- _Problem to work on_
Copy out the stretch of the listing below from the line containing "Pin a point on every instance of the black hose" through the end of the listing, every line included. Raise each coordinate in the answers by 24 and leave the other lines unchanged.

- _Records for processing_

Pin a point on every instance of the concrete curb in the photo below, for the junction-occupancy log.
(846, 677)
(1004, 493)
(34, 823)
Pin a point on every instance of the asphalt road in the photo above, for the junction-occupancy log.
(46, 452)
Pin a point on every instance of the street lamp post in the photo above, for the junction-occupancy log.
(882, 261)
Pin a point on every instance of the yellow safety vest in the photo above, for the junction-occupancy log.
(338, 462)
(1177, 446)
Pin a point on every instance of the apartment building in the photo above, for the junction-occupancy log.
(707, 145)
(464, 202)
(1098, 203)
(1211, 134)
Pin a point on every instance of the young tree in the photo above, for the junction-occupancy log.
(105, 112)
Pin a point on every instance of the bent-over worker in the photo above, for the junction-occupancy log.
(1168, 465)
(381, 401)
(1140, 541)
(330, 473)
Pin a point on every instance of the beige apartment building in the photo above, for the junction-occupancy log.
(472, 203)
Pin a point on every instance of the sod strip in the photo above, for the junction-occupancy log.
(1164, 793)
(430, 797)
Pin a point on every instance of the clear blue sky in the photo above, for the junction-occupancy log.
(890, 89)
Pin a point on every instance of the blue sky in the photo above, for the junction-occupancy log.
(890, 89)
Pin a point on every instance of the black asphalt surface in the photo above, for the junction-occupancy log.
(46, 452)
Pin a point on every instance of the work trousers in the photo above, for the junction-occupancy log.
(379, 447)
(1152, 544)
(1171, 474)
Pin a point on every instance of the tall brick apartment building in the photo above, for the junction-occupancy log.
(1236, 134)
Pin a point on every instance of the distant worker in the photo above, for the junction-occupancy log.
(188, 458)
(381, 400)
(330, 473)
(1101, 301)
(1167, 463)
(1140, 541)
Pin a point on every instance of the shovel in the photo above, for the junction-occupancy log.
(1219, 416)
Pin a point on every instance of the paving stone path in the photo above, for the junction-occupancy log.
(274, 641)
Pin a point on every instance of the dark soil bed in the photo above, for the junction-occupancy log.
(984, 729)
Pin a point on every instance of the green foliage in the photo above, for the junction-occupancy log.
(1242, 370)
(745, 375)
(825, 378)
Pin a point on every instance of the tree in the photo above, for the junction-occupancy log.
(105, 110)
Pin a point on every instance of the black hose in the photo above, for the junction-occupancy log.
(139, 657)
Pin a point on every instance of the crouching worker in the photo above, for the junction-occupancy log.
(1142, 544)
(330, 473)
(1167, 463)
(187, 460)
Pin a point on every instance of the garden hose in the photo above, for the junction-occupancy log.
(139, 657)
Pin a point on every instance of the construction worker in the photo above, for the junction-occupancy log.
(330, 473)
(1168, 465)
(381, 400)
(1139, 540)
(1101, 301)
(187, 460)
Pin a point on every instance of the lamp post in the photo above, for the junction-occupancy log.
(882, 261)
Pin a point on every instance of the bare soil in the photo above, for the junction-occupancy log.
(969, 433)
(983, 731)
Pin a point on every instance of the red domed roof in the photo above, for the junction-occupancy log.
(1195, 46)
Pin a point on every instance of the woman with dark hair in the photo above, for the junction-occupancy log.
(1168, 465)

- _Answer to this task_
Pin a point on every instance of the black hose in the photo above, for the junction-occupancy log.
(163, 681)
Pin a point on every instance of the crouching worker in the photo above, for the junction-occupancy log.
(1166, 568)
(354, 497)
(1191, 487)
(211, 484)
Pin a point on every instance of the garden hose in the photo above, for the junction-occupancy log.
(163, 681)
Pin a point on every instance of the construction worker in the photo above, for the junction-occupancy log.
(354, 497)
(1192, 489)
(405, 424)
(1163, 564)
(1125, 325)
(211, 484)
Pin a point on every instance of the lamp post in the photo above, for the junction-occupancy log.
(906, 285)
Pin a point on every instance of the bare soil in the photo above, for the junction-occupancy log.
(993, 457)
(1007, 755)
Pin a point on every instance of the red domed roof in the photo above, for the junction-occupancy log.
(1219, 70)
Pin a point on every instance of the woman with dark hair in the photo above, for the junction-occupancy log.
(1192, 489)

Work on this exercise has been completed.